● **Problem details**:
Format the lines of the records as a numbered list, starting at the first line and ending with the line that contains "POLYGON ((527 203, 609", both included. Omit any blank lines.

(Data drawn from a collection)
# # # # #
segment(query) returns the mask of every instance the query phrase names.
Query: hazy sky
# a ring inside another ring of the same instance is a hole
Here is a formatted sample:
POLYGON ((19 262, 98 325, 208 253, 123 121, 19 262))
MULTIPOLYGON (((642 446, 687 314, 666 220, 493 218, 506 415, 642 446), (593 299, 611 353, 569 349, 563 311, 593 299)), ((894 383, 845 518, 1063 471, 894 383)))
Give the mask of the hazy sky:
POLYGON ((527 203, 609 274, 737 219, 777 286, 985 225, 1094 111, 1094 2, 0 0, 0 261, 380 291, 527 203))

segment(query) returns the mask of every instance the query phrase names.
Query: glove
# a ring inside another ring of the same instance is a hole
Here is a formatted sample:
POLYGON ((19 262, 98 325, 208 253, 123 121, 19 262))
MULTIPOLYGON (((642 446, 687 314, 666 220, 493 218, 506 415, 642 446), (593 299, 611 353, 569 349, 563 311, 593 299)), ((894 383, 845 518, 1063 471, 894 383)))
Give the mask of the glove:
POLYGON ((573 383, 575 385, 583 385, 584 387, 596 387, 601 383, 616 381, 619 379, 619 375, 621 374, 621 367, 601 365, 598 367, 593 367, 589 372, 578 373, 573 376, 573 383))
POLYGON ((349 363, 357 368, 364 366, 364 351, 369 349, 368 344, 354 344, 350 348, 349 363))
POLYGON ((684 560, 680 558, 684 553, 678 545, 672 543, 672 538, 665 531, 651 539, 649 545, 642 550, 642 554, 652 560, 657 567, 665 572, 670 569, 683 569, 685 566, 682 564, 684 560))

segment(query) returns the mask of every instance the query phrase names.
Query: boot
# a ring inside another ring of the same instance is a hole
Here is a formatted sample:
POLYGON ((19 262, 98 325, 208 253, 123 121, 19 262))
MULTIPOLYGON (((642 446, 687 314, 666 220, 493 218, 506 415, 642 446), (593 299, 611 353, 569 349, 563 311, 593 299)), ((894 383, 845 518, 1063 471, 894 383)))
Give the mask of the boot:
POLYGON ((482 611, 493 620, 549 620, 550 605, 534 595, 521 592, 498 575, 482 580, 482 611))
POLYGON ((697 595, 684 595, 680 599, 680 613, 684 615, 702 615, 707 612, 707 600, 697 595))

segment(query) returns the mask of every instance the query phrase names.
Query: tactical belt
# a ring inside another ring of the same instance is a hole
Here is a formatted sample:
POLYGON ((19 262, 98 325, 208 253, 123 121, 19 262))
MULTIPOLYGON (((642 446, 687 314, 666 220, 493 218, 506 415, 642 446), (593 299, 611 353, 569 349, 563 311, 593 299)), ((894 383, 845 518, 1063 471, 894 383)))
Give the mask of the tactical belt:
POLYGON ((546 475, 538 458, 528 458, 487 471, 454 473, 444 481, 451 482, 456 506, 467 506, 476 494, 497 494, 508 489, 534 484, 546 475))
# # # # #
● **Result for this task**:
1. segment(query) returns the mask of every instance the query phrase names.
2. Query: hazy sky
3. # a ring inside another ring of the same instance is a hole
4. Here is a formatted sample:
5. POLYGON ((19 262, 98 325, 208 253, 123 121, 19 262))
6. MULTIPOLYGON (((642 446, 687 314, 666 220, 493 218, 506 415, 642 446), (593 299, 611 353, 569 349, 563 311, 593 299)), ((894 383, 845 518, 1063 471, 894 383)))
7. Give the mask of the hazy sky:
8. POLYGON ((527 203, 609 274, 737 219, 777 286, 985 225, 1094 111, 1094 2, 0 0, 0 261, 380 291, 527 203))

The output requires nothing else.